- _Stated exercise 1_
Answer these questions from the article on agencies and the Web:
(a) Which law imposes requirements for the preservation of agency records?
(b) Whose federal depository library does the State Department use?
(c) What does the university do with a State document once it is removed from its current Web page?

- _Article_

Agencies need to ponder Web's long-term role

This is not an easy question. Just identifying all the legal requirements is a significant challenge. The need isn't in dispute. Several long-standing laws, including the Paperwork Reduction Act and the Freedom of Information Act, call for proactive dissemination of federal information. Printing laws direct agencies to make information products available to federal depository libraries. The Federal Records Act imposes requirements for preservation of agency records. Agency-specific laws regulate other aspects of dissemination.

This is not an easy question. Just identifying all the legal requirements is a
significant challenge.


The need isn’t in dispute. Several long-standing laws, including the Paperwork
Reduction Act and the Freedom of Information Act, call for proactive dissemination of
federal information. Printing laws direct agencies to make information products available
to federal depository libraries. The Federal Records Act imposes requirements for
preservation of agency records. Agency-specific laws regulate other aspects of
dissemination.


It doesn’t help that many current information policy laws were enacted well before
the emergence of the Internet and are now out of date.


Throwing up a Web page isn’t difficult to do today. Keeping a Web page current and
useful over the long haul, however, takes commitment and resources. Meeting the legal and
policy requirements honestly at the same time is trickier still.


Questions arise: Is a Web page a federal record? Is there a time requirement to
maintain online access to all Web pages and documents? Can an agency dispose of Web
documents? If so, when?


Many federal webmasters operate without considering these questions. Agency Web sites
have proliferated with scant central control, legal consultation or long-range planning.
Still, the rapid adoption by agencies of the Internet as a site for public access has been
a positive development.


Unfortunately, we are coming to the end of the let-a-thousand-flowers-bloom period for
federal Internet services. It’s time to impose order, discipline and permanence on
federal Internet activities.


One way to administer the wide responsibilities of a Web site is through an outside
contractor. The State Department, for example, uses the federal depository library of the
University of Illinois at Chicago. The university handles technical support, access,
security and backup.


Note that the university is also responsible for ensuring permanent storage and
accessibility to electronic State records. When a State document is removed from its
current Web page, the university deposits it in an electronic research collection that is
accessible to the public. Long-term storage and accessibility are assured.


The use of outside contractors—particularly libraries—is an attractive way to
handle federal Web record preservation and access. After all, preserving materials for
permanent use is a core function of libraries. For most agencies, a library somewhere may
already specialize in the subject area of the agency and might welcome the opportunity. If
that library has the requisite computer skills and capabilities, then
everyone—library, agency and public—will benefit.

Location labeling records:
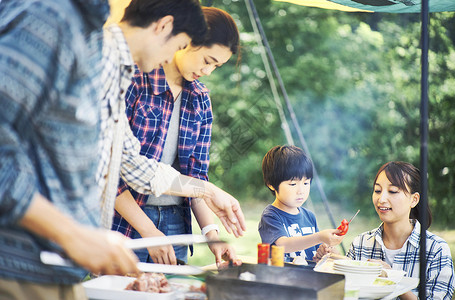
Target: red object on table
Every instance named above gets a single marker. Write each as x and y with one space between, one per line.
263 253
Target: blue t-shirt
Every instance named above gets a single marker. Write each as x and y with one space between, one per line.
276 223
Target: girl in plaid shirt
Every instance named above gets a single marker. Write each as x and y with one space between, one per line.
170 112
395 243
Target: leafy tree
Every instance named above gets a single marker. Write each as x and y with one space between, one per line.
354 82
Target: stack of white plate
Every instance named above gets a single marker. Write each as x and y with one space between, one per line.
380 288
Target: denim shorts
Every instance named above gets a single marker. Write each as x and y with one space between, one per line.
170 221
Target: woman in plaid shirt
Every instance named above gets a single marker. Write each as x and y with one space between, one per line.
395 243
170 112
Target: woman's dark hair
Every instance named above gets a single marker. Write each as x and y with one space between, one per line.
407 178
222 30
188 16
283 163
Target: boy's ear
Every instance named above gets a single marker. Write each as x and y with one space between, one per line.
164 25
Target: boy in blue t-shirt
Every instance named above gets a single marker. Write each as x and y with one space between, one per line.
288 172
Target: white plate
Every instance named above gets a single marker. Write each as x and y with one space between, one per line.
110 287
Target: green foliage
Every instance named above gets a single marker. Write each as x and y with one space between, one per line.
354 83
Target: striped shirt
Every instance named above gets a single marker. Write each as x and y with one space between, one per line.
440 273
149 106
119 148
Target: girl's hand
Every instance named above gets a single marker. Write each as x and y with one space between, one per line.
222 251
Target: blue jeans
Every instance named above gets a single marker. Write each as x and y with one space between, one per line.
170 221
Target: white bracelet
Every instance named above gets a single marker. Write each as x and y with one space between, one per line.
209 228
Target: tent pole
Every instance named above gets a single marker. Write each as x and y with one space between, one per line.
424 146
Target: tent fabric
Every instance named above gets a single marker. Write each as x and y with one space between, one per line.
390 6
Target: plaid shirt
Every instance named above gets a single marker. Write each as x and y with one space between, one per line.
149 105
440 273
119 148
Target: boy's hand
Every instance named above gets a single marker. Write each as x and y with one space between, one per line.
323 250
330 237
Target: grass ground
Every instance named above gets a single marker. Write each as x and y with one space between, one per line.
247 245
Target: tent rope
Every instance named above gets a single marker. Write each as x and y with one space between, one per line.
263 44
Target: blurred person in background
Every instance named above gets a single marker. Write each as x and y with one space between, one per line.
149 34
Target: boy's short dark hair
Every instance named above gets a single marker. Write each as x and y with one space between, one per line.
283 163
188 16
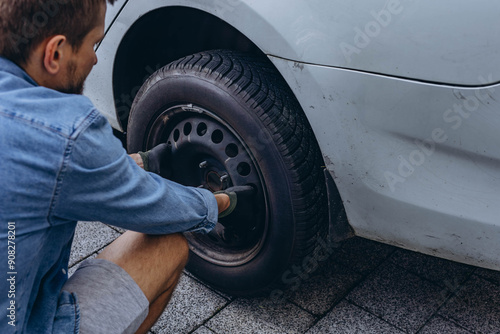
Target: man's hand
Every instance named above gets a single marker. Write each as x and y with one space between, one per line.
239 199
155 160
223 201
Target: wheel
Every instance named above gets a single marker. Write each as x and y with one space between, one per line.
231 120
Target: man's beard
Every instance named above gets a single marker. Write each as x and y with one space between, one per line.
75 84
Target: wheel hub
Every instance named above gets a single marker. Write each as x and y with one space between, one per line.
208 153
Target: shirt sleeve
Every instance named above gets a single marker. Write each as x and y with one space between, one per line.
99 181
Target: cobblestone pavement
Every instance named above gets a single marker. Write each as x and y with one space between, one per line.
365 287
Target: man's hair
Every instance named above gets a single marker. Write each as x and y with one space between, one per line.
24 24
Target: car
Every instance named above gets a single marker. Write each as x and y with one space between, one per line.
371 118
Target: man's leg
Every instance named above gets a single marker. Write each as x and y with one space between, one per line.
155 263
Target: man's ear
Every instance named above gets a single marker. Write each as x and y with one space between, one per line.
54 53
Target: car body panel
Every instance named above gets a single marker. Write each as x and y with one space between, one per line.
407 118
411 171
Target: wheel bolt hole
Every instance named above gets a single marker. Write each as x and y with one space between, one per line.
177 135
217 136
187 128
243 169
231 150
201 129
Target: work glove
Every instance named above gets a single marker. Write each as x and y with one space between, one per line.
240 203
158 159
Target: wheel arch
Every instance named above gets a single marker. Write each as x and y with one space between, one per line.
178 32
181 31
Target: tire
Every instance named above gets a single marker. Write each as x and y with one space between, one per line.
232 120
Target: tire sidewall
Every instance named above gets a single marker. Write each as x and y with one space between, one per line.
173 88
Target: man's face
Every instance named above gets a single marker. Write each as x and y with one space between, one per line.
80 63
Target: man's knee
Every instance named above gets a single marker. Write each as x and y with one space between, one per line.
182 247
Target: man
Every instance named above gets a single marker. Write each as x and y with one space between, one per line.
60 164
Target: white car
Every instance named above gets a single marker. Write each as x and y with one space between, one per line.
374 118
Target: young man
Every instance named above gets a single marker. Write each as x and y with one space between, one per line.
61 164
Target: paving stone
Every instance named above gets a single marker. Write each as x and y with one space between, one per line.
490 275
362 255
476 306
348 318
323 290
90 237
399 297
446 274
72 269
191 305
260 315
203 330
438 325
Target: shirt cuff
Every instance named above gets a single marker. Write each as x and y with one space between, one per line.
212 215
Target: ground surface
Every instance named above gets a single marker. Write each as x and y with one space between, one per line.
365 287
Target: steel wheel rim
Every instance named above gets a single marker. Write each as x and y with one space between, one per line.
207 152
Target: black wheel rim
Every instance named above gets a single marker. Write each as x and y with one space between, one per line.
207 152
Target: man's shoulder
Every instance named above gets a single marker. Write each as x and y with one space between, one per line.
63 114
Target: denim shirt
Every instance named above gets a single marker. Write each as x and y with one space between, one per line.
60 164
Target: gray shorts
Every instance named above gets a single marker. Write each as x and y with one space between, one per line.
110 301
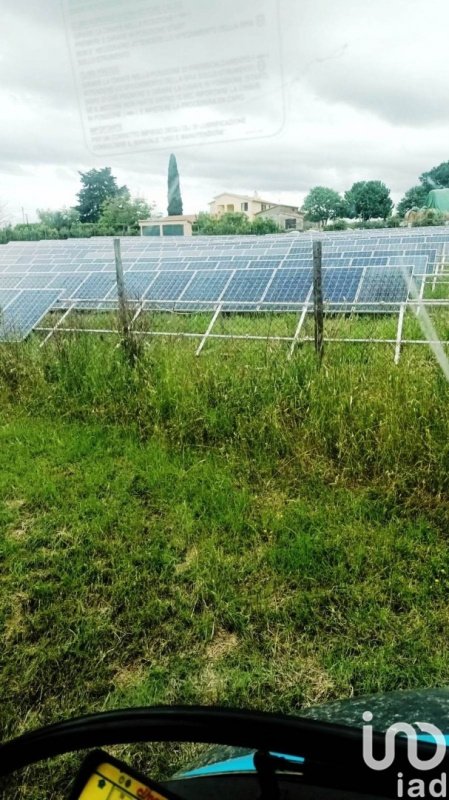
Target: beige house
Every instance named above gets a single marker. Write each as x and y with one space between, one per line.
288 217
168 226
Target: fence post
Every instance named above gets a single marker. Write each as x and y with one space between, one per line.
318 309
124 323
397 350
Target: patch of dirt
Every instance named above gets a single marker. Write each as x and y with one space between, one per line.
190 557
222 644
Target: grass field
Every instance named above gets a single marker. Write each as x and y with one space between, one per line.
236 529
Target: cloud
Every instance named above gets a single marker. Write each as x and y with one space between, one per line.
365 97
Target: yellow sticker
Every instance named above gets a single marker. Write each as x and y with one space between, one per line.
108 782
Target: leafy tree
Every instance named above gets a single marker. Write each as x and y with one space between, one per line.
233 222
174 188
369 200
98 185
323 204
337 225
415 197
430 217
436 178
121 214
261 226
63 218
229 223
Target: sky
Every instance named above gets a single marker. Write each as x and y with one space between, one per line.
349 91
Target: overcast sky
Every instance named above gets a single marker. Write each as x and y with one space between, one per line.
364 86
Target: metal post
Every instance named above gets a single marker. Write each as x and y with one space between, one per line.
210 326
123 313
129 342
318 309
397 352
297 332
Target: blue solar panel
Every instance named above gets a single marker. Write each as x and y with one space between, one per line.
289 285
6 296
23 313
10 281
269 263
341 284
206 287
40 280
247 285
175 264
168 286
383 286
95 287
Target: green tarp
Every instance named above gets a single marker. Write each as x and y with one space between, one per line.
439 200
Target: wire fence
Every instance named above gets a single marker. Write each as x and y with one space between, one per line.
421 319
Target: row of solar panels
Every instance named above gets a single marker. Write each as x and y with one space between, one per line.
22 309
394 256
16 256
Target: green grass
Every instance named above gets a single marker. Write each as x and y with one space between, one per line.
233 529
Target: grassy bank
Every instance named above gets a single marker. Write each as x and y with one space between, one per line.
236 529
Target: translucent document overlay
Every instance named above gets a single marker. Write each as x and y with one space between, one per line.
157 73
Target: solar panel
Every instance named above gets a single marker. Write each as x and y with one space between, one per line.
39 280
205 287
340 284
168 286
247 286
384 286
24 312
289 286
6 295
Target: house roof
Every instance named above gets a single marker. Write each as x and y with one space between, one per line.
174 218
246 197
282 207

- _Stated exercise 2_
Filter the records down to every line containing the string "woman", matching case exactly.

- _Written answer 1_
(a) The Federal Records Act.
(b) The University of Illinois at Chicago's.
(c) It deposits the document in an electronic research collection that is accessible to the public.

- _Written answer 2_
Target: woman in plaid shirt
Target: woman's dark hair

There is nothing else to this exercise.